▶ Task details
Translate this sentence from the text below on propofol injection pain into Spanish: "Patients were randomized into four equal-sized groups and the treatment group determined by opening an opaque envelope."
━━━ Text segment
A major disadvantage of propofol administration is pain on injection. Pre-treatment with lidocaine, opioids, metoclopramide, ephedrine, magnesium sulphate, neostigmine, ketorolac and injection into a large vein have all been reported to reduce the incidence and severity of pain. In principle, the speed of injection might influence pain since a slow rate will prolong the contact time with the endothelium, but rapid injection allows the propofol to be cleared from the vein and replaced with blood. There are conflicting data about the influence of speed of injection on pain with one study  showing no difference and another showing slow injection increased pain . In the following randomized, double-blind placebocontrolled trial, we compared pain during fast administration of propofol to that during slow administration with and without lidocaine pre-treatment.
We studied 120 unpremedicated females (ASA I-II, aged 18-70 yr) undergoing elective surgery. Ethics committee approval from the University of Tsukuba and written informed consent were obtained. Patients were excluded if they were allergic to propofol, had communication difficulties, a history of cardiovascular or neurological disease, a body mass index >30 kg m−2 or were unsuitable for intravenous (i.v.) induction.
Patients were randomized into four equal-sized groups and the treatment group determined by opening an opaque envelope. In Group A, patients were pre-treated with normal saline 5 mL and then given propofol 2 mg kg−1 at a rate of 3.3 mg s−1. In Group B, patients were pre-treated with preservative-free lidocaine 0.5 mg kg−1 adjusted to a volume of 5 mL and then given propofol 2 mg kg−1 at a rate of 3.3 mg s−1. In Group C, patients were pre-treated with preservative-free lidocaine 1.0 mg kg−1 adjusted to a volume of 5 mL and then given propofol 2 mg kg−1 at a rate of 3.3 mg s−1. In Group D, patients were pre-treated with normal saline 5 ml then given propofol 2 mg kg−1 at a rate of 50 mg s−1.
━━━━━━
━━━ Material provided
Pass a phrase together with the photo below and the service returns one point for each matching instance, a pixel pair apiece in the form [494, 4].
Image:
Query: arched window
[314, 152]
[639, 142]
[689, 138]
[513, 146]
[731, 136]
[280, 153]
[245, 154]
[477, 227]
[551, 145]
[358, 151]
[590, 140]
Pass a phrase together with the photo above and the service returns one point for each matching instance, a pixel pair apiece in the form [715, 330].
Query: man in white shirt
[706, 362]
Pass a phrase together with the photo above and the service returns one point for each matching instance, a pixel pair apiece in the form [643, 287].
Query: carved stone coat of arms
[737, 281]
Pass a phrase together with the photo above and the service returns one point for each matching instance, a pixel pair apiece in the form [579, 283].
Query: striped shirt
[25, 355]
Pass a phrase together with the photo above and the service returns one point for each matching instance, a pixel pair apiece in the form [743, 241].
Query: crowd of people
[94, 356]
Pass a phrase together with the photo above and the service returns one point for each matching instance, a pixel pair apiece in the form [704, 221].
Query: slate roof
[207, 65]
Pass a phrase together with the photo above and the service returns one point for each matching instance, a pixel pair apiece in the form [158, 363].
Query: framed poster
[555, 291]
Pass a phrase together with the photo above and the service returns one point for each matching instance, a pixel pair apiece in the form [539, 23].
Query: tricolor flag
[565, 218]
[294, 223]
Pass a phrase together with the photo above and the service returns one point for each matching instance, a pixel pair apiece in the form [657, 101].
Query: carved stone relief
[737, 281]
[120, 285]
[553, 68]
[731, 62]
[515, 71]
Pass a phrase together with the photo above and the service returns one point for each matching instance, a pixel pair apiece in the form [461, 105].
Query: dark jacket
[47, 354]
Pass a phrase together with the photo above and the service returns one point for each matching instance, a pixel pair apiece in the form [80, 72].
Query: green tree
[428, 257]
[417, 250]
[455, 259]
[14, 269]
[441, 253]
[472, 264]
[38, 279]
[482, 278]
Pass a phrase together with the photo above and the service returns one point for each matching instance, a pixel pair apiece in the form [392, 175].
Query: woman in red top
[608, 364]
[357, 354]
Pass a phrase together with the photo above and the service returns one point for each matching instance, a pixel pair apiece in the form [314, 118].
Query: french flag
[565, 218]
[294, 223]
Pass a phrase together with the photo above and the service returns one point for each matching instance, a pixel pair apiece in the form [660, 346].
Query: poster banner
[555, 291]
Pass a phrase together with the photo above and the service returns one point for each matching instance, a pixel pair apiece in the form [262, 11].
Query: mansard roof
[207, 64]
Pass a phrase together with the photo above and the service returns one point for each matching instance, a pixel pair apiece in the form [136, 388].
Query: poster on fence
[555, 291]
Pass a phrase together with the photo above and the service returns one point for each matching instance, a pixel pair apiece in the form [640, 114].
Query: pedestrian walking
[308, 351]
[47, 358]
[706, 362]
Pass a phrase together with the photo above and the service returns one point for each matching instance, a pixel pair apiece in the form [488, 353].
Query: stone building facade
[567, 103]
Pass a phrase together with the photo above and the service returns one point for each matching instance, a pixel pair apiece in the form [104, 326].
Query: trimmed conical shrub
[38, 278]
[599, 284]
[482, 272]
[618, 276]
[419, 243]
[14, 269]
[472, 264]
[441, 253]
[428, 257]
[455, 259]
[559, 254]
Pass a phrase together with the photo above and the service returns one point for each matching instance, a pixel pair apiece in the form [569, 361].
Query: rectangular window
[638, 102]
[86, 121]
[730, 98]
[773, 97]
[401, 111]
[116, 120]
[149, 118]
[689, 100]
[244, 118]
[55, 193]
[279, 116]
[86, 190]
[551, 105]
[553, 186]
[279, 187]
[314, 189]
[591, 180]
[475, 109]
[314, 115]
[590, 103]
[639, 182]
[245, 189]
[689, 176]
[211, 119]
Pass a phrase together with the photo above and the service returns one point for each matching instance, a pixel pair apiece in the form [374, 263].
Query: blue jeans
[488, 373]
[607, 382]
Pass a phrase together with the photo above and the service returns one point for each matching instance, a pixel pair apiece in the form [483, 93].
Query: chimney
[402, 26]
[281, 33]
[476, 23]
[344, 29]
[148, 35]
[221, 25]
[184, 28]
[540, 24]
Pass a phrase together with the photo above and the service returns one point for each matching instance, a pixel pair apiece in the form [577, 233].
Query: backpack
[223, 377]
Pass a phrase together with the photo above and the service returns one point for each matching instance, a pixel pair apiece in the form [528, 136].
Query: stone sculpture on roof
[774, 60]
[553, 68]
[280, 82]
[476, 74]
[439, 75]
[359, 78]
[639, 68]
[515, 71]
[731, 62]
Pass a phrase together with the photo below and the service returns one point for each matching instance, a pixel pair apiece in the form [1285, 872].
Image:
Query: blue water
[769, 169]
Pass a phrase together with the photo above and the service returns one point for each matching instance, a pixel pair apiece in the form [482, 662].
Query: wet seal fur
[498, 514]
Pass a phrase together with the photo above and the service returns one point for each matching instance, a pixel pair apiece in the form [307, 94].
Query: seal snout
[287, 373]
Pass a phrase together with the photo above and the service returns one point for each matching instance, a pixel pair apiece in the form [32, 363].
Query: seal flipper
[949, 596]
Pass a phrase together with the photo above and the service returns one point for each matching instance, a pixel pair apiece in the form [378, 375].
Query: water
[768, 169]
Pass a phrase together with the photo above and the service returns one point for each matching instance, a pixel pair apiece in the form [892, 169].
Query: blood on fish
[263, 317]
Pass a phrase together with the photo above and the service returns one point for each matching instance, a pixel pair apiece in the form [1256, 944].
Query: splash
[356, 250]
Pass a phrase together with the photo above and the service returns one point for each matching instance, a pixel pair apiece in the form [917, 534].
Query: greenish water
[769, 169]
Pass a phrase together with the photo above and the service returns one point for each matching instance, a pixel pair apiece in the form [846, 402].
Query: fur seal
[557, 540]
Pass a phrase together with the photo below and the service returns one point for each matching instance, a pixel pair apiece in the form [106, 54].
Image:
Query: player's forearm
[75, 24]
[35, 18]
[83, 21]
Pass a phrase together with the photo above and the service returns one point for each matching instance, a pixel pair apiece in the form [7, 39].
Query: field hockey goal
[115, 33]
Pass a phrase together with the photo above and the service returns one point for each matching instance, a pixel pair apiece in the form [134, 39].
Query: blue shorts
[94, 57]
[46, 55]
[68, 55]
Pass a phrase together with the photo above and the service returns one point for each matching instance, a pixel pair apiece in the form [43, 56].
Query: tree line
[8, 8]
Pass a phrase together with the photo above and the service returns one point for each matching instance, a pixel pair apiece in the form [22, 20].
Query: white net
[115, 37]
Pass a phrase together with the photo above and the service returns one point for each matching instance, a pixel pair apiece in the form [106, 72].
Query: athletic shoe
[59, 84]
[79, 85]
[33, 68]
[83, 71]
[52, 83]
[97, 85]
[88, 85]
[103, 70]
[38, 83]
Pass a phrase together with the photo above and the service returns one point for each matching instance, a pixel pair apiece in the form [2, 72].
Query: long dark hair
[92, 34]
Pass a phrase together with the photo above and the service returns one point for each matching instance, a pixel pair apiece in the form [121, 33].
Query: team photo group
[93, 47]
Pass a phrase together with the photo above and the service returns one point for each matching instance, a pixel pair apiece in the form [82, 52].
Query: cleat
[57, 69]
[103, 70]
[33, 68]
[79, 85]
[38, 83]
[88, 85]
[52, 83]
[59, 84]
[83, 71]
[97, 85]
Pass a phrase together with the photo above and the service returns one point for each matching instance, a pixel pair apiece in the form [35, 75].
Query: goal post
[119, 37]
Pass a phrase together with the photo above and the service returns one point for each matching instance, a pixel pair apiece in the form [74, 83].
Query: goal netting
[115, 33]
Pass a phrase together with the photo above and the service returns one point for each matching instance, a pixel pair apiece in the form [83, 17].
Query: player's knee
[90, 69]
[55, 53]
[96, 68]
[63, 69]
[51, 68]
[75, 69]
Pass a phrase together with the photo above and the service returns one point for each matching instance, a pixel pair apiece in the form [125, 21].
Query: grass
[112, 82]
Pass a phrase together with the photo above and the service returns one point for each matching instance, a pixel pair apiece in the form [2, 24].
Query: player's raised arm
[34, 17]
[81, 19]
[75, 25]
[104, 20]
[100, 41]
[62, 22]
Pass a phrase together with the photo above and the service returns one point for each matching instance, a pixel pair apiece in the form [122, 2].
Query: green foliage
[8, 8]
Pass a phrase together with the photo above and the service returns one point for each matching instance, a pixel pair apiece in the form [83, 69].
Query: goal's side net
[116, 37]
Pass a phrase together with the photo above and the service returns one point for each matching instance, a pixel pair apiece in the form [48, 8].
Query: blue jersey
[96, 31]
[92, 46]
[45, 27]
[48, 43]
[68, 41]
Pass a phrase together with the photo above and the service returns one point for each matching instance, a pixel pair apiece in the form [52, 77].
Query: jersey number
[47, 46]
━━━━━━
▶ Reply
Los pacientes fueron asignados aleatoriamente a cuatro grupos de igual tamaño, y el grupo de tratamiento se determinó abriendo un sobre opaco.